→ **本文抜粋**:
先日の記事「太陽活動と地震・噴火の活動に関しての2つの考え方」で「日本の地震に関しての興味深い資料」として記した記事がこれです。少し日時が開いてしまいました。

オリジナルでは図などが別添となっていたりしていますので、改行と図の位置等編集していますが、文章の内容自体はそのままです。

内容の大まかな要点は、

・2004年のスマトラ地震は、それまでのプレート境界型地震での考え方からは、超巨大地震は起き得ない場所であった。

・これによりすべての地域で大地震の可能性についての再考を検討する必要が生じている。

・日本地域においては、西南日本から琉球にかけての地域を震源域とする超巨大地震の可能性がその中に含まれる。

・その領域の過去の地質から見ると、巨大な隆起は過去数千年に4度発生しており、これがマグニチュード9クラスの地震だった可能性がある。

・そのイベントの平均間隔は大雑把ながら2000年程度。前回は約 1700 年前にマグニチュード9クラスの地震が、西南日本から琉球にかけての地域を震源域として起きた可能性がある。


というよう感じだと思います。

→ **ポイント注釈データ**:
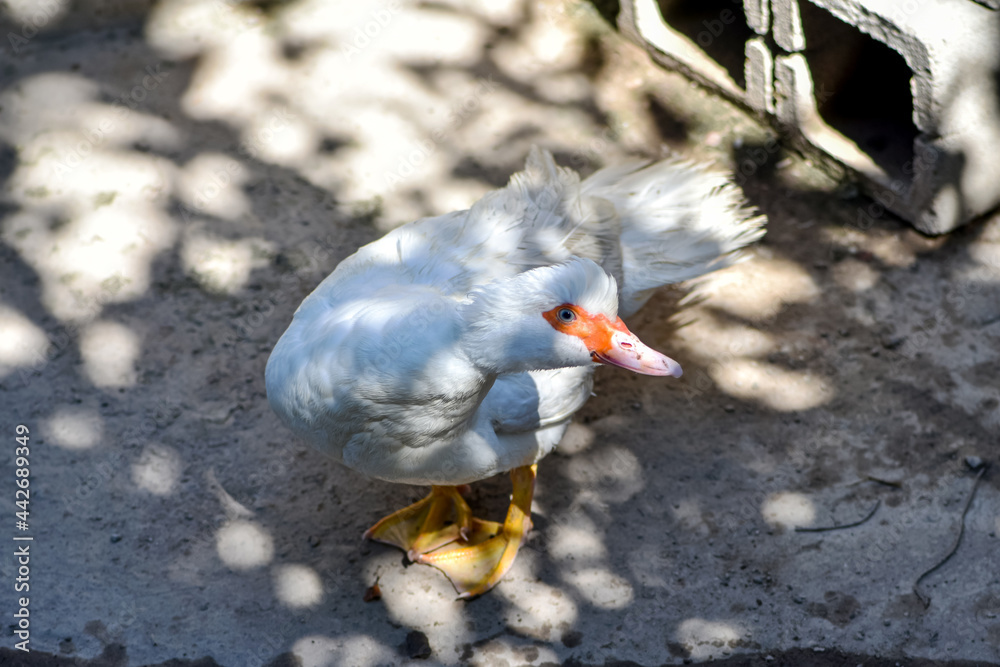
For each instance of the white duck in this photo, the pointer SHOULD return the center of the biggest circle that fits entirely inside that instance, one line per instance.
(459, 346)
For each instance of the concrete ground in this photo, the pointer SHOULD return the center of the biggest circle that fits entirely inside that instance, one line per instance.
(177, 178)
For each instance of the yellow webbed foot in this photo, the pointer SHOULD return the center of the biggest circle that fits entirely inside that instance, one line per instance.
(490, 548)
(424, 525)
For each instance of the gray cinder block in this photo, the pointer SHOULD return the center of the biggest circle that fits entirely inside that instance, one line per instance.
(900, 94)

→ **課題内容**: 上の本文で、内容の要点として「・」で始まる箇条書きの項目をすべて、書かれている順に抜き出してください。

→ **解答**:
・2004年のスマトラ地震は、それまでのプレート境界型地震での考え方からは、超巨大地震は起き得ない場所であった。
・これによりすべての地域で大地震の可能性についての再考を検討する必要が生じている。
・日本地域においては、西南日本から琉球にかけての地域を震源域とする超巨大地震の可能性がその中に含まれる。
・その領域の過去の地質から見ると、巨大な隆起は過去数千年に4度発生しており、これがマグニチュード9クラスの地震だった可能性がある。
・そのイベントの平均間隔は大雑把ながら2000年程度。前回は約 1700 年前にマグニチュード9クラスの地震が、西南日本から琉球にかけての地域を震源域として起きた可能性がある。